Answer with the number of lines in the listing below that contain the word "black", and nothing else.

**DATA TO USE**
◆ ◆ ◆

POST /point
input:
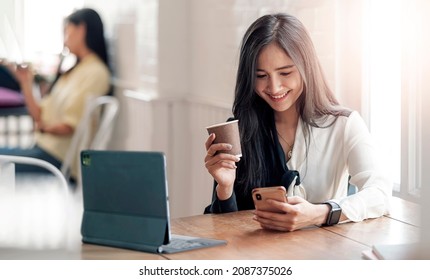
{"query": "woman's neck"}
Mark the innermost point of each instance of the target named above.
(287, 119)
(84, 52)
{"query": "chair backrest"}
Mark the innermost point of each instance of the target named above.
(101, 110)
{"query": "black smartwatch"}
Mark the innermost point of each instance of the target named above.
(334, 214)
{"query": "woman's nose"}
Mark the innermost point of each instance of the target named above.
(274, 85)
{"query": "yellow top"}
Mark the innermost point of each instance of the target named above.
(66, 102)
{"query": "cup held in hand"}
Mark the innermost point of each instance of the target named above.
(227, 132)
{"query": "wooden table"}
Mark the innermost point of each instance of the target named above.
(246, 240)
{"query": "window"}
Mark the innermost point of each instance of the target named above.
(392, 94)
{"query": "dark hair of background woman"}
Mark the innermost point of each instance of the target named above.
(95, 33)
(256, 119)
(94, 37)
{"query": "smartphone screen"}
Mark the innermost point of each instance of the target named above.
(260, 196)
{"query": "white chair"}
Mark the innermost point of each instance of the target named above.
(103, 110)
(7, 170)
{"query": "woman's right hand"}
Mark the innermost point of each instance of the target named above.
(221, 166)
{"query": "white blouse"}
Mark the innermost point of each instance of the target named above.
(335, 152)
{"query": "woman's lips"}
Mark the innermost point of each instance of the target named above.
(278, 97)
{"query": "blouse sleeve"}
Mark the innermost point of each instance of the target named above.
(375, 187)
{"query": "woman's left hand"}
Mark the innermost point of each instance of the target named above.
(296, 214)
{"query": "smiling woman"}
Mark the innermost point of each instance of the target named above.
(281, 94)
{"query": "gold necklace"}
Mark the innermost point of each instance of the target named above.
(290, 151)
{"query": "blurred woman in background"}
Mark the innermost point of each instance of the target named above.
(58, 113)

◆ ◆ ◆

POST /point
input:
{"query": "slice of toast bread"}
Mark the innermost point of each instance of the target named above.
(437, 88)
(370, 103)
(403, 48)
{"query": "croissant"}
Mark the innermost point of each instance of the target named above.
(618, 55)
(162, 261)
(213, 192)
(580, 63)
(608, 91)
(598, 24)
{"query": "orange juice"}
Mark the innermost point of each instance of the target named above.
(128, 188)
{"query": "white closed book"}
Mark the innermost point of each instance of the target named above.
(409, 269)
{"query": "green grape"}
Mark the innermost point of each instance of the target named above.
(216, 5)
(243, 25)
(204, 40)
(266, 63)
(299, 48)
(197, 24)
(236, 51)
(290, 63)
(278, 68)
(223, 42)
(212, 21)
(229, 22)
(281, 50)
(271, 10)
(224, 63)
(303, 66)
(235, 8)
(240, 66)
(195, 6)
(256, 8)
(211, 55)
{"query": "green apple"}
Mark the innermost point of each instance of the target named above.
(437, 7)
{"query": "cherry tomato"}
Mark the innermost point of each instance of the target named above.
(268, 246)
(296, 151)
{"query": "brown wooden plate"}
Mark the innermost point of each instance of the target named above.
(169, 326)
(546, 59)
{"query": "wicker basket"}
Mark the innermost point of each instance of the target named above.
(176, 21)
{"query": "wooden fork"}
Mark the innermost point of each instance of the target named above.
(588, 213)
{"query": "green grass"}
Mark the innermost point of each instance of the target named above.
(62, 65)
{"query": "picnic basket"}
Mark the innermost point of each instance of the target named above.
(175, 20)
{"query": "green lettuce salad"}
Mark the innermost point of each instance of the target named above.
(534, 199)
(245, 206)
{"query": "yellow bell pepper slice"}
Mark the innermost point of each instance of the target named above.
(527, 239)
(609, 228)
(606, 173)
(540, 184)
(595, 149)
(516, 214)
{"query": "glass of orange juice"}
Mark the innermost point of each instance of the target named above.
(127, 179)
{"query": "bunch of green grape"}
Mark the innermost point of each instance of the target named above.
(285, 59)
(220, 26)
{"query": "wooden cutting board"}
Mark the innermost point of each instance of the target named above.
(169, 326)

◆ ◆ ◆

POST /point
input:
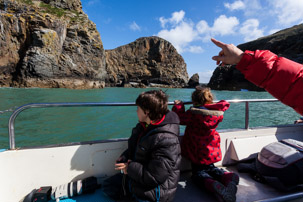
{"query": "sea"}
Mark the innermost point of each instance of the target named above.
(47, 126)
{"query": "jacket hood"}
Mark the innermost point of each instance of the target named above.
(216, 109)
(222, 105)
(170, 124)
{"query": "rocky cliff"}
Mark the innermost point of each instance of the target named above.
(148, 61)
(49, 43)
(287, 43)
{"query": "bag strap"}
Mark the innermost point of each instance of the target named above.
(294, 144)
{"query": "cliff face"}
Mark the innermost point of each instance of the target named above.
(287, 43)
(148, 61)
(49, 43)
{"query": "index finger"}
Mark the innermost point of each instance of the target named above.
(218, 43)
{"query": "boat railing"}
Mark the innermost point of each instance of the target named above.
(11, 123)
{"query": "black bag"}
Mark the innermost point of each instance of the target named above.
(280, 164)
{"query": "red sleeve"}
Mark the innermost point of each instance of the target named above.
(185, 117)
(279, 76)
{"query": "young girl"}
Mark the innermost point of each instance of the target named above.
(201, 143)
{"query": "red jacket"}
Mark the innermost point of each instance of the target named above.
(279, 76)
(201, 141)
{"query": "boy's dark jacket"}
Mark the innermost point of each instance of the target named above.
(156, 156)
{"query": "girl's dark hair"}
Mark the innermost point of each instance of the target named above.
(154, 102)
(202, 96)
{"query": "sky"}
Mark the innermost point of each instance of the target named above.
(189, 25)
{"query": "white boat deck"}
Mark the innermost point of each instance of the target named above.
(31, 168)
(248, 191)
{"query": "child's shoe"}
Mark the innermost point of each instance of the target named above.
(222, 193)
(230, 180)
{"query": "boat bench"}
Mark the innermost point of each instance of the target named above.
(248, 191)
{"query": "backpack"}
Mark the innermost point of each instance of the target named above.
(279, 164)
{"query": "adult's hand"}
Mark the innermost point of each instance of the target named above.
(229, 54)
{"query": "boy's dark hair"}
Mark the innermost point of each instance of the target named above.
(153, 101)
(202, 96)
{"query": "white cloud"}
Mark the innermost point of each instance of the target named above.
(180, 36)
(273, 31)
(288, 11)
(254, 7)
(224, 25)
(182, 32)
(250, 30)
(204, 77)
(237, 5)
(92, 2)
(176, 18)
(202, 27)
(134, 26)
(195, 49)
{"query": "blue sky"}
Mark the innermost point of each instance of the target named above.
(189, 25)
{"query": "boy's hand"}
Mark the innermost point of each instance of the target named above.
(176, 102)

◆ ◆ ◆

**RESULT**
2